Reproduce each of the items below word for word, leaving nothing out and changing nothing.

** Begin **

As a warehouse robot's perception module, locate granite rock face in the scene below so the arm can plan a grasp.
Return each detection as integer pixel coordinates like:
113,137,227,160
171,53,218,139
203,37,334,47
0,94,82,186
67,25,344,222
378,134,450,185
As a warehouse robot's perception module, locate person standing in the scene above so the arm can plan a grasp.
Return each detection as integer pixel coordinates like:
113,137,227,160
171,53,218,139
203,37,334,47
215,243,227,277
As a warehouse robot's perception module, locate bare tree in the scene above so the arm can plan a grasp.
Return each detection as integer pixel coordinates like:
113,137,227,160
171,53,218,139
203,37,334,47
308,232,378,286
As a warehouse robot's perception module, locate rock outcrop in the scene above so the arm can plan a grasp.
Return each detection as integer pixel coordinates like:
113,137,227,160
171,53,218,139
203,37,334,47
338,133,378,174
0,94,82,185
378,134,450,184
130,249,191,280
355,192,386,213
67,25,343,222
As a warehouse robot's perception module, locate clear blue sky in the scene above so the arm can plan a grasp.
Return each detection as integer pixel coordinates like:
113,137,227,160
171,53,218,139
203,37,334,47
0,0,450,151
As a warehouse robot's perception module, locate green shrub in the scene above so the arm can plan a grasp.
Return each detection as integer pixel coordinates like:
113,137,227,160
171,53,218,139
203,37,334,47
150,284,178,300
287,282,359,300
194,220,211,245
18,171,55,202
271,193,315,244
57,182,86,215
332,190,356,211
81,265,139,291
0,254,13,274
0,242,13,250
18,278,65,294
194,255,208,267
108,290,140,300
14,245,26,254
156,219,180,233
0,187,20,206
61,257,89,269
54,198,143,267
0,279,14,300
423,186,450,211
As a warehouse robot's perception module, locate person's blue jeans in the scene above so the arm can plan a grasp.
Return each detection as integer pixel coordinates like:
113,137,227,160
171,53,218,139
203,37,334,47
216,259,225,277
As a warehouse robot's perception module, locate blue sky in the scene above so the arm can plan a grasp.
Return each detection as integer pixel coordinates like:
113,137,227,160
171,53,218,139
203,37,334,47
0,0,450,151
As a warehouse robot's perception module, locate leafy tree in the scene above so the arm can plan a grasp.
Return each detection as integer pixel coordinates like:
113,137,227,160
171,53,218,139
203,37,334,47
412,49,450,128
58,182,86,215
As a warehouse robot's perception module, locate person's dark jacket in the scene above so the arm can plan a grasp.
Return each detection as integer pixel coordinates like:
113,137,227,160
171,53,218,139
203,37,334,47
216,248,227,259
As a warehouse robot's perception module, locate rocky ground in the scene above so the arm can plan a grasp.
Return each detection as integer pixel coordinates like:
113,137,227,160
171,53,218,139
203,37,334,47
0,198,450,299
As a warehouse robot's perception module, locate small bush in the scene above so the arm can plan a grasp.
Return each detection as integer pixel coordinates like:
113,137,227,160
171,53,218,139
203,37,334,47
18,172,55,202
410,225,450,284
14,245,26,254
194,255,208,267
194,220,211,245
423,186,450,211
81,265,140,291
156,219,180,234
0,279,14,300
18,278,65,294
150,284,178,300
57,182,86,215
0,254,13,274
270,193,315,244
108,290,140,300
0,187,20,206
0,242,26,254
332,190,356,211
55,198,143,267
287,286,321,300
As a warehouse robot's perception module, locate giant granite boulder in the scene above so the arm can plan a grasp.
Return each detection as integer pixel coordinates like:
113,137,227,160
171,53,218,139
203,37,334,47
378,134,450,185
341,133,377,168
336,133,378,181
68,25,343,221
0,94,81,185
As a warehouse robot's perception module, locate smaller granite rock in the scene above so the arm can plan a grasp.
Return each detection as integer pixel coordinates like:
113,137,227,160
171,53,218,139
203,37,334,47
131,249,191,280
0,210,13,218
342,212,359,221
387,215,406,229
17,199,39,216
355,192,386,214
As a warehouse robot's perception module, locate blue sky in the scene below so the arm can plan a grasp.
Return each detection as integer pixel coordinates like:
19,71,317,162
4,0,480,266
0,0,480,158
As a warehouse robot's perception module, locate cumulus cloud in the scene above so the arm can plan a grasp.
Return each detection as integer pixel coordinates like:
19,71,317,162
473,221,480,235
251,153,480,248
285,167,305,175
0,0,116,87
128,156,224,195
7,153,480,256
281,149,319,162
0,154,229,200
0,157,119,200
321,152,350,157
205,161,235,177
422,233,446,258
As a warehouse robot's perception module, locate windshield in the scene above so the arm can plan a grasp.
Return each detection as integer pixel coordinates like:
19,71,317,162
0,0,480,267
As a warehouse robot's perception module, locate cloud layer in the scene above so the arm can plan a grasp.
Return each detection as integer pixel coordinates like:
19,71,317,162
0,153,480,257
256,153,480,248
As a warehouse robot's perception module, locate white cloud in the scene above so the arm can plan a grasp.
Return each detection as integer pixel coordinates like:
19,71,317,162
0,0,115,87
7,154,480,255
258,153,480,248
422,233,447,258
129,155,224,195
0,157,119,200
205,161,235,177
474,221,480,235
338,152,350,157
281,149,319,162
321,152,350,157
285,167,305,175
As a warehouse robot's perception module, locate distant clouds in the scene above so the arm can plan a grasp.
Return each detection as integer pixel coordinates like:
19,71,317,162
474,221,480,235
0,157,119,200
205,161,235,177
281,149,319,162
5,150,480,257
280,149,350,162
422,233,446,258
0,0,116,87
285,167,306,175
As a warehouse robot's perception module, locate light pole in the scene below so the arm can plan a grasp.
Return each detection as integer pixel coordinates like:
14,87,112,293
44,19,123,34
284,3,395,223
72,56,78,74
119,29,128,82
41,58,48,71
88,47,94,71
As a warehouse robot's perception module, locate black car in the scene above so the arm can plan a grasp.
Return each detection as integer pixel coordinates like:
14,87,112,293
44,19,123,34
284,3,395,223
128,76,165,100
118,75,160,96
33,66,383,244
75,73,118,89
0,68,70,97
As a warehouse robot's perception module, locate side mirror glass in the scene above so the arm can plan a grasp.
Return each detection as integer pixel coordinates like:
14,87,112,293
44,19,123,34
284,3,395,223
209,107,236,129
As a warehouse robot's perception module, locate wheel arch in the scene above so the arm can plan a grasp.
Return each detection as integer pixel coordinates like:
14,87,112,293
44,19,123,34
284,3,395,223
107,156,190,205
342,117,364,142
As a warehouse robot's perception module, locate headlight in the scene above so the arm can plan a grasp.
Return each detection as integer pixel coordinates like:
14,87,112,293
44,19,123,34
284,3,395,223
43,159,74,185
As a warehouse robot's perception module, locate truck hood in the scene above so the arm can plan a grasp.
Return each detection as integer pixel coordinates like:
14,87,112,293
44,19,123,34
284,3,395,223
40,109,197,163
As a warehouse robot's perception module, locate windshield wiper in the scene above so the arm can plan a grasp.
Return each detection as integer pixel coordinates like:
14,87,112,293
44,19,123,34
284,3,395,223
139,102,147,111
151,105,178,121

** End **

Written reply
As a warehouse robot's perception module, locate granite rock face in the scene below so the arm can plan a grasp.
Return each detection as integer pixel coordinates like:
113,137,227,160
171,53,218,139
203,37,334,47
0,94,82,186
67,25,344,222
378,134,450,185
As a warehouse robot's perception module, locate person standing in the scene above so the arm can plan a grasp.
Return each detection as integer pixel coordinates like:
113,137,227,160
171,53,218,139
203,37,334,47
215,243,227,277
As a warehouse robot's perception module, locate bare tree in the scene above so the arm can plan a grasp.
Return each detection as integer pixel coordinates like:
113,137,227,160
171,53,218,139
203,37,334,47
308,232,378,286
As a warehouse robot's perception module, locate rock outcrop in the scene above so the arm can plan a grasp.
Return each detection as integer pixel coordinates like:
113,137,227,160
171,53,218,139
203,37,334,47
338,133,378,174
0,94,82,185
378,134,450,184
130,249,191,280
355,192,386,213
67,25,343,222
As a warehouse robot's perception module, locate clear blue sky in the scene above so the arm can plan a grasp.
Return each detection as integer pixel coordinates like:
113,137,227,160
171,53,218,139
203,37,334,47
0,0,450,151
As a warehouse robot's perception module, locate green shrub in the scene above so the arm can plan a grasp.
Return each detection as integer pixel coordinates like:
113,137,227,160
171,53,218,139
203,37,334,47
150,284,178,300
287,282,359,300
194,220,211,245
18,171,55,202
271,193,315,244
57,182,86,215
332,190,356,211
81,265,139,291
0,254,13,274
0,242,13,250
18,278,65,294
194,255,208,267
108,290,140,300
14,245,26,254
156,219,180,233
0,187,20,206
61,257,89,269
54,198,143,267
0,279,14,300
423,186,450,211
As a warehouse robot's perception module, locate person's blue jeans in the scene above so the arm can plan a grasp.
Return each detection as integer pixel coordinates like:
113,137,227,160
171,53,218,139
203,37,334,47
216,259,225,277
As a warehouse robot's perception module, locate blue sky in the scene above so the arm can plan a grasp.
Return each detection as integer pixel coordinates like:
113,137,227,160
171,53,218,139
203,37,334,47
0,0,450,151
As a warehouse robot's perception module, locate leafy tree in the scene above so the arm can plan a grasp.
Return each detection as integer pixel coordinates like:
113,137,227,160
171,53,218,139
203,37,334,47
412,49,450,128
58,182,86,215
As a warehouse robot's perception module, locate person's dark jacket in the scene above so the arm can plan a grasp.
Return each detection as integer pixel coordinates like:
113,137,227,160
171,53,218,139
203,37,334,47
216,248,227,259
As a warehouse robot's perception module, locate rocky ground in the scene above so the arm can plan a grasp.
Return each detection as integer pixel coordinates like:
113,137,227,160
171,53,218,139
203,37,334,47
0,198,450,299
As a warehouse robot's perception module, locate small bush in the scene above so the arm can plan a grasp.
Return each detection as integer pixel coordinates like:
113,137,227,160
171,53,218,139
203,37,334,47
18,172,55,202
410,225,450,284
14,245,26,254
194,255,208,267
194,220,211,245
423,186,450,211
81,265,140,291
156,219,180,234
0,279,14,300
18,278,65,294
150,284,178,300
57,182,86,215
0,254,13,274
270,193,315,244
108,290,140,300
0,187,20,206
0,242,26,254
332,190,356,211
55,198,143,267
287,286,321,300
As a warehouse robot's perception module, locate giant granite boulder in the scene above so the arm can plan a grasp.
Return each detection as integer pixel coordinates like:
113,137,227,160
171,53,218,139
203,37,334,47
378,134,450,185
341,133,377,168
336,133,378,181
68,25,343,221
0,94,81,185
As a warehouse robot's perception module, locate smaller granite rock in the scene above so the arm can plan a grasp.
Return each detection as integer pixel coordinates like:
113,137,227,160
171,53,218,139
203,37,334,47
131,249,191,280
0,210,13,218
342,212,359,221
387,215,406,229
17,199,39,216
355,192,386,214
As a warehouse robot's perception module, locate blue sky in the scene below so the arm can plan a grasp.
Return each detection as integer pixel coordinates like:
19,71,317,162
4,0,480,266
0,0,480,158
As a warehouse robot's perception module, locate cumulus cloud in the scene above so the arm can plan a grasp.
Return each detection as integer pixel coordinates like:
19,71,317,162
473,221,480,235
251,153,480,248
285,167,305,175
0,0,116,87
128,156,224,195
7,153,480,256
281,149,319,162
0,154,229,200
0,157,119,200
321,152,350,157
205,161,235,177
422,233,446,258
As a warehouse robot's perception module, locate windshield in the scene above so the arm can plan a grasp.
Return each detection as integer pixel coordinates like:
19,71,317,162
0,0,480,267
As a warehouse robot's perception module, locate cloud layer in the scene above so the arm can plan a grasp.
Return each detection as integer pixel coordinates like:
19,71,317,162
0,153,480,257
256,153,480,248
As a warehouse robot's perception module, locate white cloud in the scene above so the arm can plan a grasp.
Return each detection as integer pixel coordinates like:
19,71,317,162
0,0,115,87
7,154,480,255
258,153,480,248
422,233,447,258
129,155,224,195
0,157,119,200
205,161,235,177
474,221,480,235
338,152,350,157
281,149,319,162
321,152,350,157
285,167,305,175
As a warehouse robot's perception module, locate distant clouds in the scene above so the arm can plan a grasp.
Return each detection as integer pixel coordinates like:
19,71,317,162
474,221,480,235
0,157,119,200
205,161,235,177
281,149,319,162
5,150,480,257
280,149,350,162
422,233,446,258
0,0,116,87
285,167,306,175
As a warehouse robot's perception module, locate light pole in the scene below so the arm can plan a grasp.
Return each detection as integer pixel coordinates like:
14,87,112,293
44,19,123,34
284,3,395,223
72,56,78,74
119,29,128,82
41,58,48,71
88,47,94,71
As a warehouse robot's perception module, locate black car in the scene above so the arm can plan a grasp.
Return each detection as integer pixel coordinates like:
14,87,112,293
44,19,123,34
284,3,395,223
128,76,165,100
118,75,160,96
33,66,383,244
75,73,118,89
0,68,70,97
As a warehouse robot's perception module, locate side mirror glass in the scene above so the arm can plan a grasp.
Return each detection as integer pixel coordinates like:
14,87,112,293
44,19,123,34
284,3,395,223
209,107,236,129
As a warehouse robot's perception module, locate wheel arch in the scene above so the arm can plan a grasp.
Return each detection as integer pixel coordinates like:
14,87,112,293
44,19,123,34
284,3,395,223
107,156,190,205
342,117,364,142
As a warehouse robot's perception module, locate headlight in the scene above so the arm can plan a grasp.
Return each detection as integer pixel coordinates like:
14,87,112,293
44,19,123,34
284,3,395,223
43,159,74,185
As a warehouse robot's perception module, locate truck hood in the scene above so the arm can plan a grasp.
Return each detection as integer pixel coordinates like:
14,87,112,293
44,19,123,34
284,3,395,223
40,109,197,163
As a warehouse robot's perception module, locate windshield wiper in the scene above so the arm can plan a grasp.
Return each detection as integer pixel coordinates like:
14,87,112,293
44,19,123,34
284,3,395,223
139,102,147,111
151,105,178,121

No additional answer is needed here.